[Selected text]

###

Ironically Trump’s tax reforms in 2017 further encouraged some firms to enter these kind of arrangements. New US legislation can change the tax incentives favouring overseas production. Lighthizer writes about previously discussed — but not enacted — proposals to change the way companies are allowed to write off the cost of overseas production against US tax. Setser points to potential changes in a rule the US uses to tax overseas earnings. Trump’s proposed corporate tax cut could also have an impact.
And then there is Trump’s preferred policy of tariffs, or special import taxes, payable on goods entering the US. The president-elect has said he will impose tariffs of up to 20 per cent on goods coming from other countries apart from China — where 60 per cent tariffs are the threat. This would change the economics of production for the pharma firms here and also hit other Irish companies selling to the US.
This is all part of a wider agenda of economic nationalism — encouraging companies to produce in the United States and closing off the US market to competition. It is the opposite of the globalisation agenda which has driven international investment and trade since the 1980s, to Ireland’s huge benefit.
We have yet to see what Trump will do. But judging by his senior appointments so far there is no sign of a pulling back on his Maga [make America great again] agenda. Quite the contrary. And Lighthizer’s view on Ireland is shared by other key figures in Trumpland. Howard Lutnik, a Cantor Fitzgerald banker who is the head of Trump’s transition team, wrote on X in October that “it’s nonsense that Ireland of all places runs a trade surplus at our expense”. Trump himself has over the years also fingered US pharma production in Ireland as something to be addressed.

###

[Explore the material]
1 > Transcribe the text on Trump's trade agenda from "Ironically Trump’s tax" down to "have an impact.".
2 > In one to three sentences, explain what the text on Trump's trade agenda gives as the basis for saying there is no sign of Trump pulling back on his Maga agenda.
The data below has no connection to the text on Trump's trade agenda.

[Saved data entries]
###

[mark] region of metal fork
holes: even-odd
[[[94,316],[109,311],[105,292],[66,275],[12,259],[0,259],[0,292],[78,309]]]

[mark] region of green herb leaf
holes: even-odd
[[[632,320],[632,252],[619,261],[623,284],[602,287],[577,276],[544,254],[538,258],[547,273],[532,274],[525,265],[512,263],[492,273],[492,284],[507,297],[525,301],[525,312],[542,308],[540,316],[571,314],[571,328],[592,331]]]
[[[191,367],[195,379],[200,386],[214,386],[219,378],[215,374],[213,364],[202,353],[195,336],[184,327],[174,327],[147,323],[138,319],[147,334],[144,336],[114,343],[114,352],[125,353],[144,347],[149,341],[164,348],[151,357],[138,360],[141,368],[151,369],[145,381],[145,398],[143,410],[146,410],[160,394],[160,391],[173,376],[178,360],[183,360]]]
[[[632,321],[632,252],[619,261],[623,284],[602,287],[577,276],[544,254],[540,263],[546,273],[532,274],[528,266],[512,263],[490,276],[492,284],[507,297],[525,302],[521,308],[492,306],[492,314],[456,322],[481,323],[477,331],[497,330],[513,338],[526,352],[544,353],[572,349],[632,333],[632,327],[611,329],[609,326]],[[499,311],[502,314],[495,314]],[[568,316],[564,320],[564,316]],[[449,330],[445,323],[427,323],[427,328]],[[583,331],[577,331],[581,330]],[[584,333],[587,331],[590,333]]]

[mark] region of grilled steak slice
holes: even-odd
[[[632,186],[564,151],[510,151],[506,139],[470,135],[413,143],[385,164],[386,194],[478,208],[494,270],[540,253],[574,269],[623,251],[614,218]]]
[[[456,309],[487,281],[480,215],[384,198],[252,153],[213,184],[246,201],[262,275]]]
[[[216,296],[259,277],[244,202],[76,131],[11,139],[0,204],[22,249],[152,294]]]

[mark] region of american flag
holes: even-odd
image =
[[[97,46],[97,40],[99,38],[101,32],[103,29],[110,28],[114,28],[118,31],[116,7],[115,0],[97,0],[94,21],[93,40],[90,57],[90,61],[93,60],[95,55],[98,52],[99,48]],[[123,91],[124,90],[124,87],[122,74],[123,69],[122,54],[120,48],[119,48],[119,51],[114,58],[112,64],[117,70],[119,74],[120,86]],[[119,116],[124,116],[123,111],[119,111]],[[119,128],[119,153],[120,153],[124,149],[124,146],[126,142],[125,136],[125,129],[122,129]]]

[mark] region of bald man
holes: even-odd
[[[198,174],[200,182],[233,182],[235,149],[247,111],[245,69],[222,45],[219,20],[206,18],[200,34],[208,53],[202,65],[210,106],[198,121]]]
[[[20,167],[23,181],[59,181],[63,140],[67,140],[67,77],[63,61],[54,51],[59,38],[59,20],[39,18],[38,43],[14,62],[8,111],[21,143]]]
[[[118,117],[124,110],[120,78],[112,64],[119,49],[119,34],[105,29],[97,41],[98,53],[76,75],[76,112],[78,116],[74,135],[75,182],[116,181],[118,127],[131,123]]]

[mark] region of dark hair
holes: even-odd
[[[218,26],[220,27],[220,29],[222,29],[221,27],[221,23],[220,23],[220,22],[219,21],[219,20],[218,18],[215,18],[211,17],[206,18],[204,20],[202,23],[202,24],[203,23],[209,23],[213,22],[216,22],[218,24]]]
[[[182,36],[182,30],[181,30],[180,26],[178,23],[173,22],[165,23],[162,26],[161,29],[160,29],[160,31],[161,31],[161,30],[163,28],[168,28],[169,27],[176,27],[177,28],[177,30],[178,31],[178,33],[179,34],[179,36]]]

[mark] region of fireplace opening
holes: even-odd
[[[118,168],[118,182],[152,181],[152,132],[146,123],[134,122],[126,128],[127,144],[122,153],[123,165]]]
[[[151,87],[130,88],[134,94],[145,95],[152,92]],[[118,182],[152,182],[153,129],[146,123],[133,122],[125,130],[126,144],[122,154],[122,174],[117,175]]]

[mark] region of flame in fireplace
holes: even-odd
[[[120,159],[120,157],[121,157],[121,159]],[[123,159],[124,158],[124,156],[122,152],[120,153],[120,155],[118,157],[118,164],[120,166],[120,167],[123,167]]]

###

[Solutions]
1 >
Ironically Trump’s tax reforms in 2017 further encouraged some firms to enter these kind of arrangements. New US legislation can change the tax incentives favouring overseas production. Lighthizer writes about previously discussed — but not enacted — proposals to change the way companies are allowed to write off the cost of overseas production against US tax. Setser points to potential changes in a rule the US uses to tax overseas earnings. Trump’s proposed corporate tax cut could also have an impact.

2 > The text bases this judgment on Trump's senior appointments so far. They show no sign of a pulling back on his Maga agenda, quite the contrary.